Reproduce every line of the following material word for word, keeping each number and punctuation mark unchanged.

-----

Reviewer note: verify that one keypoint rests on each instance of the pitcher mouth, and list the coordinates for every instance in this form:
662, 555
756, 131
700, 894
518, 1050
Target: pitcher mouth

-----

- [OUTPUT]
Reviewer note: verify that one keypoint rests on each instance of the pitcher mouth, and list the coordinates for every instance in this form:
662, 555
756, 131
700, 894
518, 1050
Target: pitcher mouth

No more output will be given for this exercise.